Aim of the task: Would you restate every entry that follows, word for word, and leave out the pictures?

Natural language region descriptions:

__________

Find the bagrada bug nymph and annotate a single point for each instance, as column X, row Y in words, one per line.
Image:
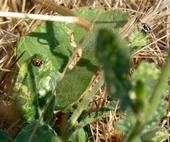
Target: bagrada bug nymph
column 37, row 62
column 146, row 28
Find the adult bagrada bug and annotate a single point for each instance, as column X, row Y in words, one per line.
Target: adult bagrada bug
column 37, row 62
column 146, row 28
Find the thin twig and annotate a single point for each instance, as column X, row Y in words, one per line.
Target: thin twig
column 67, row 19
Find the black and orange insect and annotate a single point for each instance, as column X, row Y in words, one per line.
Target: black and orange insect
column 37, row 62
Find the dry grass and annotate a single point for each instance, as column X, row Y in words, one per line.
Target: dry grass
column 150, row 13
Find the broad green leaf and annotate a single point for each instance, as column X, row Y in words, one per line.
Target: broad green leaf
column 137, row 39
column 50, row 42
column 44, row 133
column 4, row 137
column 113, row 54
column 79, row 136
column 77, row 80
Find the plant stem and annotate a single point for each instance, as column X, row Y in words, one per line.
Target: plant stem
column 153, row 103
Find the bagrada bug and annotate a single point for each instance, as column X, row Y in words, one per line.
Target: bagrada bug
column 146, row 28
column 37, row 62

__________

Reply to the task:
Find the bagrada bug nymph and annotate a single point for each instance, as column X, row Y in words, one per line.
Image:
Target: bagrada bug nymph
column 37, row 62
column 146, row 28
Find the adult bagrada bug and annotate a single point for each instance, as column X, row Y in words, one per line.
Target: adult bagrada bug
column 37, row 62
column 146, row 28
Find the thin twig and annotate a single point for each instance, as column X, row Y in words, one per line.
Target: thin twig
column 67, row 19
Find the black and orange insect and annotate a single point for each instance, as column X, row Y in words, one per line.
Target: black and orange insect
column 37, row 62
Find the dry grass and annotate a single point for each instance, as column X, row Y in words, one per line.
Target: dry grass
column 150, row 13
Find the broad green leaf and annotate a single point for each instance, as column X, row Y in words, one per line.
Target: broad green leaf
column 137, row 39
column 50, row 42
column 44, row 133
column 4, row 137
column 113, row 54
column 79, row 136
column 77, row 80
Find the plant stem and annotate a single point for each instance, as column X, row Y in words, one per line.
Target: plant stem
column 153, row 103
Find the bagrada bug and annotate a single point for each instance, as column X, row Y in words, one per line.
Target: bagrada bug
column 146, row 28
column 37, row 62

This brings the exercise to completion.